» Request:
Identify every line below that contains the word "distant", and copy each of those lines in full. Case counts, so a different capitalization is not a match.

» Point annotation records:
*-*-*
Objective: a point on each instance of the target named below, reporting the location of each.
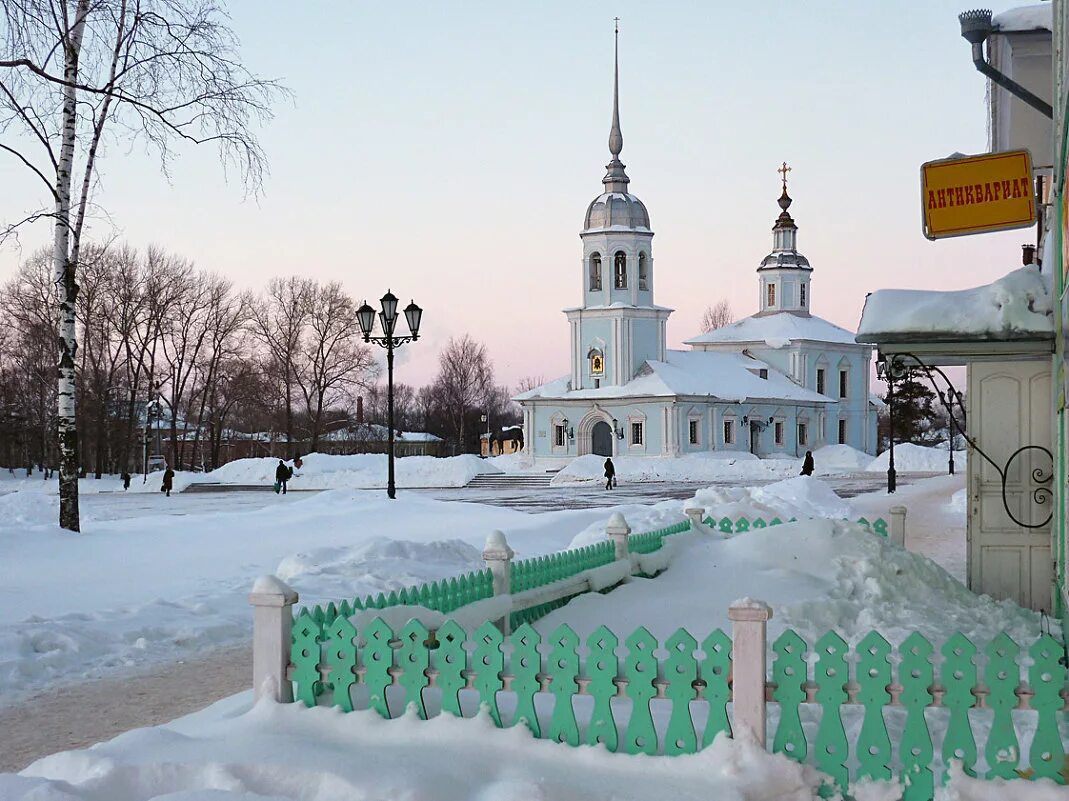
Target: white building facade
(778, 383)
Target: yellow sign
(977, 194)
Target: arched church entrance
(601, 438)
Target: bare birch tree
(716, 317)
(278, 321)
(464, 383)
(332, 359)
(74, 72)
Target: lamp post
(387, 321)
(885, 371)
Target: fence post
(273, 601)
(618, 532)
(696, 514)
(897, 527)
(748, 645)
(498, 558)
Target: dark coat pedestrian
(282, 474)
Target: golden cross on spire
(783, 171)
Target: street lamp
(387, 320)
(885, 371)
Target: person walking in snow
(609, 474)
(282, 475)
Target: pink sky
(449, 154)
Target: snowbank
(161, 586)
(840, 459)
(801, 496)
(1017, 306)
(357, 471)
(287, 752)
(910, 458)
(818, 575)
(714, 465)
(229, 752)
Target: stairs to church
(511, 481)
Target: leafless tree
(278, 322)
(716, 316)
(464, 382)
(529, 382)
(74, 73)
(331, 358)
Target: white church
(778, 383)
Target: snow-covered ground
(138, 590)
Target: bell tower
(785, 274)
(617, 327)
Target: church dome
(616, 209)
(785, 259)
*-*-*
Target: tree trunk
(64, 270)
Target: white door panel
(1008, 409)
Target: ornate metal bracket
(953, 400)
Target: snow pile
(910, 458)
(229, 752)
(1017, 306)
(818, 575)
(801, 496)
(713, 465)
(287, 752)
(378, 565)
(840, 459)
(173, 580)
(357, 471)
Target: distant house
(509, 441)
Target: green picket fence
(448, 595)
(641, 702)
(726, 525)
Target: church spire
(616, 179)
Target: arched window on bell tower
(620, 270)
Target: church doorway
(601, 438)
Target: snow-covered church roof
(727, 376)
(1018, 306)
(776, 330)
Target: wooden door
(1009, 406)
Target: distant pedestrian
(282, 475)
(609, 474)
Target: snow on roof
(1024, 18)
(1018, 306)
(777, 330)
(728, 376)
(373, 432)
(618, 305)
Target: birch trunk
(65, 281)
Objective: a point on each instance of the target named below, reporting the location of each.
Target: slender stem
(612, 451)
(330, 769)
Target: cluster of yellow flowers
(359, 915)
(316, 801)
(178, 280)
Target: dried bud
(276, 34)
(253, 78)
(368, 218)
*-*-*
» Written solution:
Target: distant house
Target: distant pedestrian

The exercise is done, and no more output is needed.